*TEXT SEGMENT*:
# # # # # # #

That doesn't sound too bad but I really need to think if we have the time or inclination to make that commitment.


----------



## robmypro (Jun 17, 2020)

Jax08 said:


> Either one would work for you.
> 
> I agree with Wolfy Dog. Buy a dog based on your current lifestyle. Not an imagined one.


Yeah, you are probably right! Would I be a bit safer getting a West German puppy, since health concerns are a priority?


----------



## robmypro (Jun 17, 2020)

I guess another question would be, what are the primary differences between the West German and American GSD lines? I am very cautious about getting an American German Shepherd, mostly due to heath concerns.


----------



## Jax08 (Feb 13, 2009)

robmypro said:


> I guess another question would be, what are the primary differences between the West German and American GSD lines? I am very cautious about getting an American German Shepherd, mostly due to heath concerns.


I have no idea what myths you've encountered. There are common health issues in the German Shepherd breed, regardless of lines. You need to find a good breeder who health tests. Please do some research into the WGSL and ASL's. Visit some breeders. And make your choice. After you meet some dogs, you may decide a Golden Retriever is actually what you want.


----------



## robmypro (Jun 17, 2020)

Jax08 said:


> I have no idea what myths you've encountered. There are common health issues in the German Shepherd breed, regardless of lines. You need to find a good breeder who health tests. Please do some research into the WGSL and ASL's. Visit some breeders. And make your choice. After you meet some dogs, you may decide a Golden Retriever is actually what you want.


We had a GSD growing up, so it isn't really a myth. Our dog had HD and I don't want to go there again. And because I have owned one in the past I know what I am getting into. Not wanting a Golden!


----------



## Jax08 (Feb 13, 2009)

All. Lines. Have. HD. ALL. That is NOT an American line only thing. That is a myth. 

Good luck in your search.


----------



## Pytheis (Sep 23, 2016)

# # # # # # #

*INFORMATION SHOWN*:

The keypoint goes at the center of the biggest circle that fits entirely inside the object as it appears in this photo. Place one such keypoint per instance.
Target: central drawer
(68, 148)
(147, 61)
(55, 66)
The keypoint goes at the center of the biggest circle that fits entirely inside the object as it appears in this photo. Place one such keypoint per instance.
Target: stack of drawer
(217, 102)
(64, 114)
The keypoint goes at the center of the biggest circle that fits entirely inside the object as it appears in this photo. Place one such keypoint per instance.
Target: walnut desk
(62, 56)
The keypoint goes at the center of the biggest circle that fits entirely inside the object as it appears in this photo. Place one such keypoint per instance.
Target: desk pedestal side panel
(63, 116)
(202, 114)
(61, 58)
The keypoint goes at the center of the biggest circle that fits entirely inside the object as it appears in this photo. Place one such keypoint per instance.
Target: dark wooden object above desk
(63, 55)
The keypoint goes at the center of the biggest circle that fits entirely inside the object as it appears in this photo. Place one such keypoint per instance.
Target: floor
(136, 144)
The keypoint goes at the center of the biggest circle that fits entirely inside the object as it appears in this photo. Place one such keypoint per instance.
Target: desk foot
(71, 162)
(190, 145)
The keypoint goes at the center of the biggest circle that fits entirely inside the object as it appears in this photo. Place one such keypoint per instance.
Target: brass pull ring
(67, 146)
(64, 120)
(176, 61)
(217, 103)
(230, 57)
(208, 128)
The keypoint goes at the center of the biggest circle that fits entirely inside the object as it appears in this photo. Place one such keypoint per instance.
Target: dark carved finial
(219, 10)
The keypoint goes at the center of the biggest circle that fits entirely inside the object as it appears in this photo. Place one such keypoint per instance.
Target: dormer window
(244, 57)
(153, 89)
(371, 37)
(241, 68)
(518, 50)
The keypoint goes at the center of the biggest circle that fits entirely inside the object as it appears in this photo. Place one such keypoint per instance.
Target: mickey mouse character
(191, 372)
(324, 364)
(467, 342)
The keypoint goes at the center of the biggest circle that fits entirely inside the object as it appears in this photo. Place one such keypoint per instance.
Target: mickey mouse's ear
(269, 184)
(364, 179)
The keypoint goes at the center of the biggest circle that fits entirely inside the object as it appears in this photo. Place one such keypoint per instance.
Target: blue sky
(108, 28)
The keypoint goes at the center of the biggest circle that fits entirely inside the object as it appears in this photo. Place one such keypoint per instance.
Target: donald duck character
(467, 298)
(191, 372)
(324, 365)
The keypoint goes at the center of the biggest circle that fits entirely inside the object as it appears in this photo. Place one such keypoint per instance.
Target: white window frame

# # # # # # #

*TASK A*: How would this sentence from the German Shepherd forum thread read in Spanish: "There are common health issues in the German Shepherd breed, regardless of lines."?
*TASK B*: Can you extract the passage of the German Shepherd forum thread starting with "We had a GSD" and going on through "That is a myth.", word for word?

*WORKED SOLUTION A*: Hay problemas de salud comunes en la raza del pastor alemán, independientemente de las líneas.

*WORKED SOLUTION B*:
We had a GSD growing up, so it isn't really a myth. Our dog had HD and I don't want to go there again. And because I have owned one in the past I know what I am getting into. Not wanting a Golden!


----------



## Jax08 (Feb 13, 2009)

All. Lines. Have. HD. ALL. That is NOT an American line only thing. That is a myth.